··· Data for processing
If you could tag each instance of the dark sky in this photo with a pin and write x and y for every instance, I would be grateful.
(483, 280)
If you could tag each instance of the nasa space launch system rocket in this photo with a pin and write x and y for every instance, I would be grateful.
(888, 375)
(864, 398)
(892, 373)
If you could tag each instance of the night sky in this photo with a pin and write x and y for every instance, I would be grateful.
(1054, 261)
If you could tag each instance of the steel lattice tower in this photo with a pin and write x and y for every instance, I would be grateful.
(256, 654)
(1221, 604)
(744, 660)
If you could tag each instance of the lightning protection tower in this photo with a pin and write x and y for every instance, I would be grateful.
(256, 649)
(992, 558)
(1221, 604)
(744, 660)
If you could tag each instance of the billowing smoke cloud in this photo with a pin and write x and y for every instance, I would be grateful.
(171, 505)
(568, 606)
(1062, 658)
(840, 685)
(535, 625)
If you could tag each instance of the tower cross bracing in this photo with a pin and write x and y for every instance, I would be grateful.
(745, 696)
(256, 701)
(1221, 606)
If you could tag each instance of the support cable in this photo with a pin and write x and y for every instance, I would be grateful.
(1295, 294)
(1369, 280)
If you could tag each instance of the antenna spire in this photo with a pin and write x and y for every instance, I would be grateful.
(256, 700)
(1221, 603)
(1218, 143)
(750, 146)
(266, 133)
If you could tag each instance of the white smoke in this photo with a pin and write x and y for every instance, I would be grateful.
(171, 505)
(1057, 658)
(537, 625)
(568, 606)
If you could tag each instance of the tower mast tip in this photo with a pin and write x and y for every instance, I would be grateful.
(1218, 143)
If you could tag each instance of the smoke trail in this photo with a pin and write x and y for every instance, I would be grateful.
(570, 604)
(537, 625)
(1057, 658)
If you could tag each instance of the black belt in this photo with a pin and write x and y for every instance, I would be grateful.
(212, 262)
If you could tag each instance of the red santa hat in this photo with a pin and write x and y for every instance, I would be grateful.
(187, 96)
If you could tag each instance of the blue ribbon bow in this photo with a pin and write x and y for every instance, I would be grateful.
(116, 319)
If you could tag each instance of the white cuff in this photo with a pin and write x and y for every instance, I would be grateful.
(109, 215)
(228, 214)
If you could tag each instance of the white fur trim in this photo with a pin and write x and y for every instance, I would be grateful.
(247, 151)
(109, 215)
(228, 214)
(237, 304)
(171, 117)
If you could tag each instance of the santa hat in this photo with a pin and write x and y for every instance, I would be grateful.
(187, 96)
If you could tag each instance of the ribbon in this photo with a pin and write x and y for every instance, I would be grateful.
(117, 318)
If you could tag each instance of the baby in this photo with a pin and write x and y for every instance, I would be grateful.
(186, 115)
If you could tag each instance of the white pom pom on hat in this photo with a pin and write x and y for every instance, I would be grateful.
······
Recast all of the records above as a numbered list, omitting any blank lines.

1. If you could tag each instance of the dark sky in this photo with a pin and write x and y for every instance, I would be grateful.
2. (483, 280)
3. If you could tag each instance of the nasa space launch system rocket in this photo with a pin and write x and y for every instance, I would be grateful.
4. (888, 375)
5. (864, 398)
6. (892, 373)
7. If you could tag each instance of the night sky in this photo with a pin and write x and y for every instance, I would be grateful.
8. (1054, 261)
9. If you could tag each instance of the steel lattice tower in this photo with a pin and write x and y for every instance, I would be grateful.
10. (256, 654)
11. (1221, 604)
12. (744, 660)
13. If you could tag each instance of the lightning protection tower in this photo with a pin and write x and y for every instance, I would be grateful.
14. (256, 649)
15. (992, 558)
16. (1221, 604)
17. (744, 660)
18. If you could tag each instance of the billowing smoke cloud in this photo with a pin and write x and y for every instance, I would be grateful.
19. (171, 505)
20. (568, 606)
21. (1062, 658)
22. (840, 685)
23. (535, 625)
24. If you could tag each instance of the tower cross bracing in this photo with a pin and write x and y for every instance, I would be grateful.
25. (745, 696)
26. (256, 701)
27. (1221, 606)
28. If you could tag each instance of the support cable in this photo with a pin and write x and y for every instance, I would be grateful.
29. (1295, 294)
30. (1369, 280)
31. If you could tag each instance of the antenna spire in this photo with a pin and write x and y for every instance, I would be grateful.
32. (256, 700)
33. (1221, 603)
34. (1218, 143)
35. (750, 146)
36. (266, 133)
37. If you could tag each instance of the white smoke in this photo with a pin and write x and y for every instance, I would be grateful.
38. (171, 505)
39. (1057, 658)
40. (537, 625)
41. (568, 606)
42. If you could tag each instance of the tower mast tip in this photo with a pin and write x and y for every instance, I would be grateful.
43. (1218, 143)
44. If you could tag each instance of the smoke trail in this photo with a pin and write x and y for every instance, I would be grateful.
45. (570, 604)
46. (537, 625)
47. (1057, 658)
48. If you could tag each instance of the black belt in this photo with a pin and write x and y for every instance, I would be grateful.
49. (212, 262)
50. If you could tag each instance of the red santa hat in this photo with a pin and write x and y for every instance, I would be grateful.
51. (187, 96)
52. If you could tag each instance of the blue ribbon bow in this photo with a pin and write x and y for every instance, I would be grateful.
53. (116, 319)
54. If you could tag each instance of the white cuff in this photo with a pin and write x and y for every instance, I would be grateful.
55. (109, 215)
56. (228, 214)
57. If you could tag each instance of the white fur trim in this photo with a pin and write x and y for every instance, I would be grateful.
58. (247, 151)
59. (109, 215)
60. (228, 214)
61. (237, 304)
62. (171, 117)
63. If you could tag each instance of the santa hat in this photo with a pin and write x and y for every instance, I would be grateful.
64. (187, 96)
65. If you could tag each instance of the ribbon in this photo with a pin and write x and y for every instance, I would be grateful.
66. (117, 318)
67. If you could tag each instance of the baby in this photo with a pin and write x and y for every instance, I would be grateful.
68. (186, 115)
69. If you could tag each instance of the white pom pom on hat in this photo with a pin and write x and y for every instance, I would be grateful.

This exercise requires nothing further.